**WHAT THE EXERCISE ASKS:** Present every line of the records below as a numbered list, omitting blank lines and leaving the pictures out of the answer.

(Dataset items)
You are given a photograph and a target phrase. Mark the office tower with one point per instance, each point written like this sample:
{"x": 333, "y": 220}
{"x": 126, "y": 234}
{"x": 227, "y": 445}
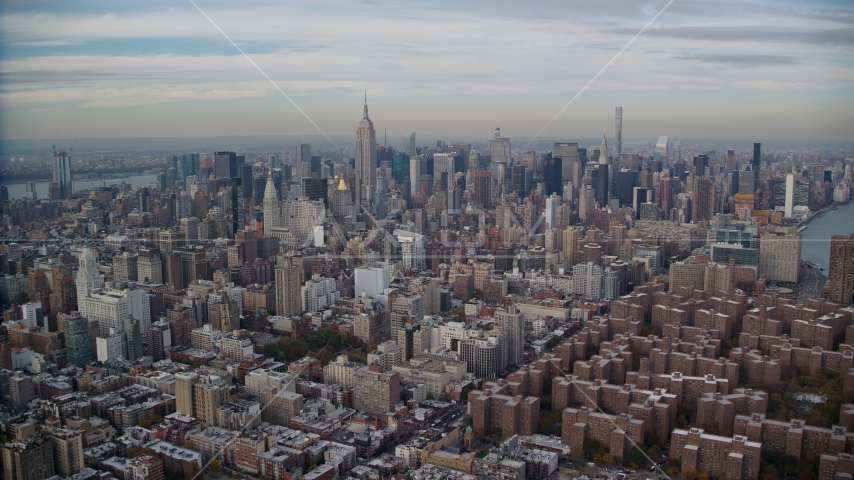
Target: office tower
{"x": 840, "y": 272}
{"x": 379, "y": 197}
{"x": 125, "y": 267}
{"x": 624, "y": 183}
{"x": 587, "y": 280}
{"x": 700, "y": 164}
{"x": 661, "y": 152}
{"x": 512, "y": 325}
{"x": 571, "y": 246}
{"x": 110, "y": 347}
{"x": 756, "y": 163}
{"x": 780, "y": 254}
{"x": 225, "y": 165}
{"x": 157, "y": 338}
{"x": 483, "y": 189}
{"x": 288, "y": 283}
{"x": 78, "y": 340}
{"x": 88, "y": 277}
{"x": 790, "y": 196}
{"x": 28, "y": 459}
{"x": 62, "y": 174}
{"x": 67, "y": 450}
{"x": 144, "y": 467}
{"x": 553, "y": 175}
{"x": 517, "y": 180}
{"x": 316, "y": 189}
{"x": 184, "y": 382}
{"x": 566, "y": 154}
{"x": 400, "y": 167}
{"x": 703, "y": 201}
{"x": 245, "y": 172}
{"x": 586, "y": 201}
{"x": 498, "y": 148}
{"x": 133, "y": 348}
{"x": 366, "y": 156}
{"x": 415, "y": 173}
{"x": 552, "y": 202}
{"x": 408, "y": 146}
{"x": 412, "y": 252}
{"x": 33, "y": 316}
{"x": 746, "y": 182}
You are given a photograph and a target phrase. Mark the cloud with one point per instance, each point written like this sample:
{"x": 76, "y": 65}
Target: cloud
{"x": 740, "y": 59}
{"x": 752, "y": 33}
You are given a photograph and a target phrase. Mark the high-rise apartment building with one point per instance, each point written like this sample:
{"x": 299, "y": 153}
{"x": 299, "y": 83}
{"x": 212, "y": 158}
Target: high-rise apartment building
{"x": 512, "y": 326}
{"x": 225, "y": 165}
{"x": 288, "y": 283}
{"x": 483, "y": 188}
{"x": 703, "y": 201}
{"x": 840, "y": 271}
{"x": 125, "y": 267}
{"x": 498, "y": 148}
{"x": 366, "y": 156}
{"x": 756, "y": 164}
{"x": 28, "y": 459}
{"x": 780, "y": 254}
{"x": 67, "y": 450}
{"x": 62, "y": 174}
{"x": 78, "y": 340}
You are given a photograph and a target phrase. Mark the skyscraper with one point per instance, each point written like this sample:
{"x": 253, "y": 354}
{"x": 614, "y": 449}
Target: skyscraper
{"x": 78, "y": 340}
{"x": 703, "y": 205}
{"x": 409, "y": 145}
{"x": 483, "y": 188}
{"x": 288, "y": 283}
{"x": 566, "y": 154}
{"x": 225, "y": 165}
{"x": 757, "y": 159}
{"x": 840, "y": 272}
{"x": 498, "y": 148}
{"x": 366, "y": 156}
{"x": 789, "y": 204}
{"x": 62, "y": 173}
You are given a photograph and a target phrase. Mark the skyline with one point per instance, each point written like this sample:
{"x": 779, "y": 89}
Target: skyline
{"x": 729, "y": 71}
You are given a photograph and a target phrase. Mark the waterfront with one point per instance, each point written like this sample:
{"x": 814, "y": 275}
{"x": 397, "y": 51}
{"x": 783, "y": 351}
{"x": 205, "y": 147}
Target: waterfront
{"x": 17, "y": 190}
{"x": 816, "y": 238}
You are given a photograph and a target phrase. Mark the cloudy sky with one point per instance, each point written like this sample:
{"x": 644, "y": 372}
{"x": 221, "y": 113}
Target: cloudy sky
{"x": 744, "y": 69}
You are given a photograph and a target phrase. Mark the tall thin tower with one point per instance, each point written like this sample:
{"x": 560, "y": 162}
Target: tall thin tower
{"x": 62, "y": 173}
{"x": 366, "y": 156}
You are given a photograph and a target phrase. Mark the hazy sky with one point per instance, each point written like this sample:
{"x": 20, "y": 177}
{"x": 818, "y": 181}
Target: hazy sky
{"x": 742, "y": 69}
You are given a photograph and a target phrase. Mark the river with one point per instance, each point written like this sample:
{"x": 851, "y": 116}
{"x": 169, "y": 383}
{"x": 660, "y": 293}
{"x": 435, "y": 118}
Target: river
{"x": 816, "y": 238}
{"x": 17, "y": 190}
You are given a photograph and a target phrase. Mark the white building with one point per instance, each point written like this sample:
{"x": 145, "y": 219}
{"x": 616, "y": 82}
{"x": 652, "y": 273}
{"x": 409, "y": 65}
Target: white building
{"x": 33, "y": 315}
{"x": 111, "y": 305}
{"x": 587, "y": 280}
{"x": 372, "y": 280}
{"x": 319, "y": 293}
{"x": 110, "y": 347}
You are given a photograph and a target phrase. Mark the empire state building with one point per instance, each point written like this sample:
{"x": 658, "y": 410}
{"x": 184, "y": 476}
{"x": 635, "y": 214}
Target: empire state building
{"x": 366, "y": 156}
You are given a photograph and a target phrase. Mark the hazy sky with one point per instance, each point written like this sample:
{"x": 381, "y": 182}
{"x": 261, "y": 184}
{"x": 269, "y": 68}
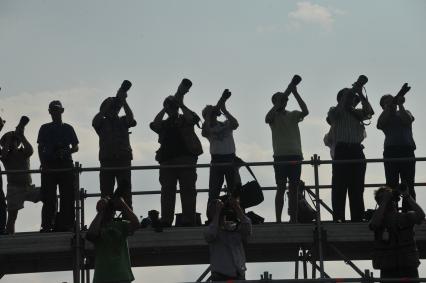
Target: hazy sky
{"x": 80, "y": 51}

**RESPONSE TO THIS EXERCISE:**
1. You are given a photograph and a target phrase. Mark the office tower with one point per instance, each point written like this sample:
2. {"x": 333, "y": 220}
3. {"x": 126, "y": 234}
4. {"x": 227, "y": 445}
5. Target: office tower
6. {"x": 840, "y": 272}
7. {"x": 379, "y": 197}
8. {"x": 125, "y": 267}
9. {"x": 624, "y": 183}
10. {"x": 587, "y": 280}
11. {"x": 700, "y": 164}
12. {"x": 661, "y": 152}
13. {"x": 512, "y": 325}
14. {"x": 571, "y": 246}
15. {"x": 110, "y": 347}
16. {"x": 756, "y": 163}
17. {"x": 780, "y": 254}
18. {"x": 225, "y": 165}
19. {"x": 157, "y": 338}
20. {"x": 483, "y": 189}
21. {"x": 288, "y": 283}
22. {"x": 78, "y": 340}
23. {"x": 88, "y": 277}
24. {"x": 790, "y": 196}
25. {"x": 28, "y": 459}
26. {"x": 62, "y": 174}
27. {"x": 67, "y": 450}
28. {"x": 144, "y": 467}
29. {"x": 553, "y": 175}
30. {"x": 517, "y": 180}
31. {"x": 316, "y": 189}
32. {"x": 184, "y": 382}
33. {"x": 566, "y": 154}
34. {"x": 400, "y": 167}
35. {"x": 703, "y": 201}
36. {"x": 245, "y": 172}
37. {"x": 586, "y": 201}
38. {"x": 498, "y": 148}
39. {"x": 133, "y": 348}
40. {"x": 366, "y": 156}
41. {"x": 415, "y": 173}
42. {"x": 552, "y": 202}
43. {"x": 408, "y": 146}
44. {"x": 412, "y": 252}
45. {"x": 33, "y": 316}
46. {"x": 746, "y": 182}
47. You are given a photograph and a target phrase. Mark the cloud with one point per instance, each point written like this sample:
48. {"x": 76, "y": 65}
49. Target: cloud
50. {"x": 740, "y": 59}
51. {"x": 752, "y": 33}
52. You are given a photograph and a target phrase. Mark the high-rise apartment building with one point per instance, each point written like this sample:
53. {"x": 299, "y": 153}
54. {"x": 299, "y": 83}
55. {"x": 212, "y": 158}
56. Target: high-rise apartment building
57. {"x": 512, "y": 326}
58. {"x": 225, "y": 165}
59. {"x": 288, "y": 283}
60. {"x": 483, "y": 188}
61. {"x": 703, "y": 201}
62. {"x": 840, "y": 271}
63. {"x": 125, "y": 267}
64. {"x": 498, "y": 148}
65. {"x": 366, "y": 156}
66. {"x": 756, "y": 164}
67. {"x": 28, "y": 459}
68. {"x": 780, "y": 254}
69. {"x": 67, "y": 450}
70. {"x": 62, "y": 174}
71. {"x": 78, "y": 340}
72. You are given a photograph and a target phrase. Mark the skyscraper with one point per instance, each point written like this sample:
73. {"x": 253, "y": 354}
74. {"x": 614, "y": 449}
75. Target: skyscraper
76. {"x": 78, "y": 340}
77. {"x": 703, "y": 205}
78. {"x": 409, "y": 145}
79. {"x": 483, "y": 188}
80. {"x": 288, "y": 283}
81. {"x": 566, "y": 154}
82. {"x": 225, "y": 165}
83. {"x": 757, "y": 159}
84. {"x": 840, "y": 272}
85. {"x": 498, "y": 148}
86. {"x": 366, "y": 156}
87. {"x": 789, "y": 204}
88. {"x": 62, "y": 173}
89. You are given a photograph and a target phrase. Mark the skyline with one point per instance, each point written like this sample:
90. {"x": 779, "y": 89}
91. Target: skyline
92. {"x": 729, "y": 71}
93. You are given a photograph and a target phrase. Mark the waterfront with one point per instance, each point written like this sample:
94. {"x": 814, "y": 275}
95. {"x": 397, "y": 51}
96. {"x": 783, "y": 351}
97. {"x": 205, "y": 147}
98. Target: waterfront
99. {"x": 17, "y": 190}
100. {"x": 816, "y": 238}
101. You are given a photograph and a target phrase. Mark the cloudy sky with one point per instance, each point written like this sample:
102. {"x": 644, "y": 372}
103. {"x": 221, "y": 113}
104. Target: cloudy sky
105. {"x": 744, "y": 69}
106. You are given a photograph and a target phrase. Mark the tall thin tower with one point per instance, each point written like this sample:
107. {"x": 560, "y": 162}
108. Target: tall thin tower
109. {"x": 62, "y": 173}
110. {"x": 366, "y": 156}
111. You are given a photograph and a target phrase. Mark the hazy sky with one point per instance, each point written like this sample:
112. {"x": 20, "y": 177}
113. {"x": 818, "y": 181}
114. Target: hazy sky
115. {"x": 742, "y": 69}
116. You are given a photograph and a target phrase. Mark the river with one point per instance, each point written like this sample:
117. {"x": 851, "y": 116}
118. {"x": 169, "y": 383}
119. {"x": 660, "y": 293}
120. {"x": 435, "y": 118}
121. Target: river
122. {"x": 816, "y": 238}
123. {"x": 17, "y": 190}
124. You are given a photograph and a target phrase. Mark the white building with one point per instance, each point written like this sample:
125. {"x": 145, "y": 219}
126. {"x": 616, "y": 82}
127. {"x": 652, "y": 273}
128. {"x": 409, "y": 65}
129. Target: white building
130. {"x": 33, "y": 315}
131. {"x": 111, "y": 305}
132. {"x": 587, "y": 280}
133. {"x": 372, "y": 280}
134. {"x": 319, "y": 293}
135. {"x": 110, "y": 347}
136. You are given a photograph and a target phrase. Mark the empire state building with one point per instance, each point written like this sample:
137. {"x": 658, "y": 410}
138. {"x": 184, "y": 476}
139. {"x": 635, "y": 214}
140. Target: empire state building
141. {"x": 366, "y": 156}
142. You are given a photograph and a target phrase. Mark the hazy sky with one point per instance, each point written like this sample:
143. {"x": 381, "y": 182}
144. {"x": 261, "y": 184}
145. {"x": 269, "y": 68}
146. Target: hazy sky
147. {"x": 80, "y": 51}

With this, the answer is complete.